[BEGIN]

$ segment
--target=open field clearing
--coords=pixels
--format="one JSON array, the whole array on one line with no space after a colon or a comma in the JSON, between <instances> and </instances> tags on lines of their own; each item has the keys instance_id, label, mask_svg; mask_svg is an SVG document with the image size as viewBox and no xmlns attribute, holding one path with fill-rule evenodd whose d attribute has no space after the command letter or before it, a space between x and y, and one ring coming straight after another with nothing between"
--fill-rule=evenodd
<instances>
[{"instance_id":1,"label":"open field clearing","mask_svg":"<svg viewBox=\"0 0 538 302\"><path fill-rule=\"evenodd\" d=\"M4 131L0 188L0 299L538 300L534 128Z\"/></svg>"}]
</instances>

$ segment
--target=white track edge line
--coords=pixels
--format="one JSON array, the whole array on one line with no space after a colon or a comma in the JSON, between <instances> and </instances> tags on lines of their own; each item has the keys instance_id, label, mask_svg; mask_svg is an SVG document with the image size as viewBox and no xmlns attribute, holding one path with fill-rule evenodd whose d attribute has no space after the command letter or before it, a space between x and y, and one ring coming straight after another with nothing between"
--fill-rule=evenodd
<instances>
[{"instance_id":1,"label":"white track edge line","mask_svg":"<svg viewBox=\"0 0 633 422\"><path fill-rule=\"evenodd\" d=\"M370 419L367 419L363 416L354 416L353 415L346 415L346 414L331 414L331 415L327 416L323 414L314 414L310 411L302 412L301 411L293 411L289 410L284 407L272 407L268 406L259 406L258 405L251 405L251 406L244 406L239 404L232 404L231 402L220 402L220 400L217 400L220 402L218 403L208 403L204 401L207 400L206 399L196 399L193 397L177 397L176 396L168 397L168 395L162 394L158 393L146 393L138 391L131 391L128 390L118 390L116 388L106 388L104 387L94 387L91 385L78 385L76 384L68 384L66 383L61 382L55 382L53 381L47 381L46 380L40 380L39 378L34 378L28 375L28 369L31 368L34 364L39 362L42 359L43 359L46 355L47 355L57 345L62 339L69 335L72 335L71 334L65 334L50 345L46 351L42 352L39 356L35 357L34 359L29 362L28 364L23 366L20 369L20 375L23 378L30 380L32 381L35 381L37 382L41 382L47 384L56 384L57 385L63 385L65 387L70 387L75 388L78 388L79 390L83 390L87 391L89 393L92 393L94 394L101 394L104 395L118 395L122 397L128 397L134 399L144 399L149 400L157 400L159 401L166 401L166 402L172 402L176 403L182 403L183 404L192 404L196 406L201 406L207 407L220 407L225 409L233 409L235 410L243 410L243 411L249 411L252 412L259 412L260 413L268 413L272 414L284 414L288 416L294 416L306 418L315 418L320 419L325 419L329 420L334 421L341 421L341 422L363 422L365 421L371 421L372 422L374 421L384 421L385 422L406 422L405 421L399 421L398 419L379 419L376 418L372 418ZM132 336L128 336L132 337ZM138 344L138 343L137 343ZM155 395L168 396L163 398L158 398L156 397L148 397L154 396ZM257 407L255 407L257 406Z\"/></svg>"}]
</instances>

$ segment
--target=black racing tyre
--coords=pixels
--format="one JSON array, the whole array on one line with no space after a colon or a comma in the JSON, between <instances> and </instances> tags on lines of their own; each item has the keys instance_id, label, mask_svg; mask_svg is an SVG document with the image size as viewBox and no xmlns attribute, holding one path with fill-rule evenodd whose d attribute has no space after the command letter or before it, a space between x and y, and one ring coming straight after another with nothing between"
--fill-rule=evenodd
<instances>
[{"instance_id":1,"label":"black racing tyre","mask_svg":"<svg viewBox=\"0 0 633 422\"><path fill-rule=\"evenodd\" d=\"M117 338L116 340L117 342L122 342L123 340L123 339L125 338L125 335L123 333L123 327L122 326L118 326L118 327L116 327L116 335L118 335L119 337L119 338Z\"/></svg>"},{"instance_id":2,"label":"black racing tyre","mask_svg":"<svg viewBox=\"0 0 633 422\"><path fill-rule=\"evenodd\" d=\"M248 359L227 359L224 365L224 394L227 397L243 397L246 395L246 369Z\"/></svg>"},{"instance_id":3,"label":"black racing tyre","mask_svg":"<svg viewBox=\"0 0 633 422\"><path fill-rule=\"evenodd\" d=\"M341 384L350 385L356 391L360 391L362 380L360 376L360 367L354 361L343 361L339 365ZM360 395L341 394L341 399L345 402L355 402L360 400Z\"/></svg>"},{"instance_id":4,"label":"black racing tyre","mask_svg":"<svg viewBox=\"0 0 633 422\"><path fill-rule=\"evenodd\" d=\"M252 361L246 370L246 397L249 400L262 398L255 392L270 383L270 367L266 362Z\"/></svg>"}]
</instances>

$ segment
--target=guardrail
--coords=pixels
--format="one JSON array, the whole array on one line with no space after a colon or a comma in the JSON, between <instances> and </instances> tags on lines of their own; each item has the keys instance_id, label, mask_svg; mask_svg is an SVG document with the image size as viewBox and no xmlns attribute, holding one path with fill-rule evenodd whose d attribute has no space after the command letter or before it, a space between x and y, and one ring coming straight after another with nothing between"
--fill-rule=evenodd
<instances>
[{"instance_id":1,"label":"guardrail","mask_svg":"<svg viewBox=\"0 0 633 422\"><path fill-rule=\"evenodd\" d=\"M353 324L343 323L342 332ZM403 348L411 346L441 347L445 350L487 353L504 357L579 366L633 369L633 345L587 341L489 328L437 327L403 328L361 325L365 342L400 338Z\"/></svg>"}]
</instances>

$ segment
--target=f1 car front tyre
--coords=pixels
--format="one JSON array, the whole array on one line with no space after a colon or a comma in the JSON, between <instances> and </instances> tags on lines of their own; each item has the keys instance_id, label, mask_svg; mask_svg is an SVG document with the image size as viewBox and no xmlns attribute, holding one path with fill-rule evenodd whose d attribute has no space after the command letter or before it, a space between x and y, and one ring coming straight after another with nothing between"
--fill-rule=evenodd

[END]

OBJECTIVE =>
Write all of the records out again exactly.

REPLY =>
$ segment
--target=open field clearing
--coords=pixels
--format="one JSON array, the whole array on one line with no space after a colon or a comma in the JSON, between <instances> and </instances> tags on lines of their own; each item has the keys instance_id, label, mask_svg; mask_svg is an SVG document with the image size as viewBox and no xmlns attribute, holding one path with fill-rule evenodd whose d attribute has no space after the command letter or before it, a space between x and y, and one ring coming straight after another with nothing between"
--fill-rule=evenodd
<instances>
[{"instance_id":1,"label":"open field clearing","mask_svg":"<svg viewBox=\"0 0 538 302\"><path fill-rule=\"evenodd\" d=\"M4 131L0 188L0 299L538 300L534 128Z\"/></svg>"}]
</instances>

$ segment
--target=white track edge line
--coords=pixels
--format="one JSON array, the whole array on one line with no space after a colon or a comma in the JSON, between <instances> and </instances> tags on lines of their own; each item has the keys instance_id, label, mask_svg; mask_svg is an SVG document with the image size as viewBox and no xmlns attribute, holding one path with fill-rule evenodd whose d attribute has no space after the command letter or before it, a space between x and y, and one ring coming straight after another with nothing between"
--fill-rule=evenodd
<instances>
[{"instance_id":1,"label":"white track edge line","mask_svg":"<svg viewBox=\"0 0 633 422\"><path fill-rule=\"evenodd\" d=\"M370 419L367 419L363 416L354 416L353 415L346 415L346 414L331 414L331 415L327 416L323 414L314 414L310 411L302 412L301 411L293 411L289 410L284 407L272 407L268 406L259 406L258 405L251 405L251 406L244 406L239 404L232 404L231 402L220 402L220 400L217 400L220 402L218 403L208 403L204 401L207 400L206 399L196 399L193 397L177 397L176 396L168 397L168 395L162 394L158 393L146 393L138 391L131 391L128 390L118 390L116 388L106 388L104 387L94 387L91 385L78 385L76 384L68 384L66 383L61 382L55 382L53 381L47 381L46 380L40 380L39 378L34 378L28 375L28 369L31 368L34 364L39 362L42 359L43 359L46 355L47 355L57 345L62 339L69 335L72 335L71 334L65 334L50 345L46 351L42 352L39 356L35 357L34 359L29 362L28 364L23 366L20 369L20 375L23 378L30 380L32 381L35 381L37 382L41 382L47 384L56 384L57 385L63 385L65 387L70 387L75 388L78 388L79 390L83 390L87 391L89 393L92 393L94 394L101 394L104 395L118 395L122 397L128 397L134 399L144 399L149 400L157 400L159 401L166 401L166 402L172 402L176 403L182 403L183 404L192 404L196 406L201 406L207 407L220 407L225 409L233 409L235 410L243 410L243 411L249 411L252 412L259 412L260 413L268 413L272 414L284 414L288 416L294 416L306 418L315 418L320 419L325 419L329 420L334 421L341 421L341 422L363 422L365 421L371 421L372 422L374 421L384 421L385 422L406 422L405 421L399 421L398 419L379 419L376 418L372 418ZM132 336L128 336L132 337ZM138 344L138 343L137 343ZM155 395L168 396L163 398L158 398L156 397L148 397L154 396ZM257 407L255 407L257 406Z\"/></svg>"}]
</instances>

$ segment
--target=black racing tyre
--coords=pixels
--format="one JSON array, the whole array on one line with no space after a colon or a comma in the JSON, between <instances> and </instances> tags on lines of their own; each item has the keys instance_id, label, mask_svg; mask_svg is an SVG document with the image size as viewBox and no xmlns attribute, holding one path with fill-rule evenodd whose d attribute has no space after the command letter or before it, a space between x and y, and one ring coming straight after another with nothing between"
--fill-rule=evenodd
<instances>
[{"instance_id":1,"label":"black racing tyre","mask_svg":"<svg viewBox=\"0 0 633 422\"><path fill-rule=\"evenodd\" d=\"M117 338L116 340L117 342L122 342L123 340L123 339L125 338L125 335L123 333L123 327L122 326L118 326L118 327L116 327L116 335L118 335L119 337L119 338Z\"/></svg>"},{"instance_id":2,"label":"black racing tyre","mask_svg":"<svg viewBox=\"0 0 633 422\"><path fill-rule=\"evenodd\" d=\"M248 359L227 359L224 365L224 394L227 397L243 397L246 395L246 369Z\"/></svg>"},{"instance_id":3,"label":"black racing tyre","mask_svg":"<svg viewBox=\"0 0 633 422\"><path fill-rule=\"evenodd\" d=\"M341 384L350 385L356 391L360 391L362 380L360 376L360 367L354 361L343 361L339 365ZM360 395L341 394L341 399L345 402L355 402L360 400Z\"/></svg>"},{"instance_id":4,"label":"black racing tyre","mask_svg":"<svg viewBox=\"0 0 633 422\"><path fill-rule=\"evenodd\" d=\"M252 361L246 370L246 397L249 400L262 398L255 392L270 383L270 367L266 362Z\"/></svg>"}]
</instances>

$ segment
--target=guardrail
--coords=pixels
--format="one JSON array, the whole array on one line with no space after a colon or a comma in the JSON, between <instances> and </instances> tags on lines of their own; each item has the keys instance_id, label, mask_svg; mask_svg is an SVG document with the image size as viewBox and no xmlns attribute, holding one path with fill-rule evenodd whose d attribute has no space after the command letter or before it, a space between x and y, and one ring coming straight after another with nothing between"
--fill-rule=evenodd
<instances>
[{"instance_id":1,"label":"guardrail","mask_svg":"<svg viewBox=\"0 0 633 422\"><path fill-rule=\"evenodd\" d=\"M353 324L343 323L342 332ZM403 348L411 346L441 347L445 350L487 353L504 357L579 366L633 369L633 345L587 341L489 328L437 327L403 328L361 325L365 342L400 338Z\"/></svg>"}]
</instances>

$ segment
--target=f1 car front tyre
--coords=pixels
--format="one JSON array, the whole array on one line with no space after a colon or a comma in the JSON, between <instances> and </instances> tags on lines of their own; each item has the keys instance_id, label, mask_svg; mask_svg is an SVG document with the image size as viewBox and no xmlns attribute, holding one path with fill-rule evenodd whose d attribute has no space after the command letter or before it, a space between x and y, and one ring coming straight after another with nothing between"
--fill-rule=evenodd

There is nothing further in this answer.